### [Directions for this task]
Each line in the records below, from the one that contains "If you would be willing to indicate the low" to the one that contains "If you would be willing to indicate the white", should be reproduced exactly, the first and last included.

== Records shown ==

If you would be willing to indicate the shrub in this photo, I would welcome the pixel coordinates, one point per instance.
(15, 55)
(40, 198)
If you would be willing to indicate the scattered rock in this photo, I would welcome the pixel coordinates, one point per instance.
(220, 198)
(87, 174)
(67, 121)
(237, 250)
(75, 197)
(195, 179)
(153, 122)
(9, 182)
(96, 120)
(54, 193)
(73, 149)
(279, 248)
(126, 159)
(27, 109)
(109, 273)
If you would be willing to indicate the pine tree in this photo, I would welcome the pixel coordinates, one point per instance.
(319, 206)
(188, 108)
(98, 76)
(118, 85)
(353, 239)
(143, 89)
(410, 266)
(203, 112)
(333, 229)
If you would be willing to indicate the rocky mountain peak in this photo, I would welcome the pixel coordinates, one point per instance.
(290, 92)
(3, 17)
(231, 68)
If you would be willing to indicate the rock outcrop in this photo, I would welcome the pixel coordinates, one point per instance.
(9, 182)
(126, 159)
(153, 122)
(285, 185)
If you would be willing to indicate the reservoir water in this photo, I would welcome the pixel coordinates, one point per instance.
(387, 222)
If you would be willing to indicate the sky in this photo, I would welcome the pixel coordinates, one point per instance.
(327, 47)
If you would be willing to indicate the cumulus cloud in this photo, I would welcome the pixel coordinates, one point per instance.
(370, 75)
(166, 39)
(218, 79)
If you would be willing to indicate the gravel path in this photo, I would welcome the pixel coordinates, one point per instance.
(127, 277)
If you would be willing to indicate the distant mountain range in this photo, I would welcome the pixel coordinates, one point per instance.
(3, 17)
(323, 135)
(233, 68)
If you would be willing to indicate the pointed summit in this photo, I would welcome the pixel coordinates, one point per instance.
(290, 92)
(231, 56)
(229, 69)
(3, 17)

===
== Records shown ==

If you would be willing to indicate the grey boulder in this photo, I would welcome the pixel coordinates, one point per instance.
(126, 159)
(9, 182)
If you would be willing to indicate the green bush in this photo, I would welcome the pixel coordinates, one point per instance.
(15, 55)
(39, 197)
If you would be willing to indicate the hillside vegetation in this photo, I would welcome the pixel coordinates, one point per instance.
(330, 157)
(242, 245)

===
== Records shown ==

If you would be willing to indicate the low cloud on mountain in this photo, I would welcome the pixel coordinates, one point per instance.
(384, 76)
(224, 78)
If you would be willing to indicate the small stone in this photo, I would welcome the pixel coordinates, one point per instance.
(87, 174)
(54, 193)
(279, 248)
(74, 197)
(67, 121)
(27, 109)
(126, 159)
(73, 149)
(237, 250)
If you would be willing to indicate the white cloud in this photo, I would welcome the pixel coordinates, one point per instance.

===

### [Your solution]
If you would be willing to indicate the low cloud on mountain in this photo, I would welcome the pixel coordinates, one point per instance.
(384, 76)
(224, 78)
If you would be willing to indicate the small stone in this photo, I would welcome the pixel coordinates, one point per instance.
(87, 174)
(54, 193)
(279, 248)
(74, 197)
(67, 121)
(27, 109)
(126, 159)
(73, 149)
(237, 250)
If you would be willing to indicate the white cloud in this photo, I would welcome the pixel coordinates, one point per instance.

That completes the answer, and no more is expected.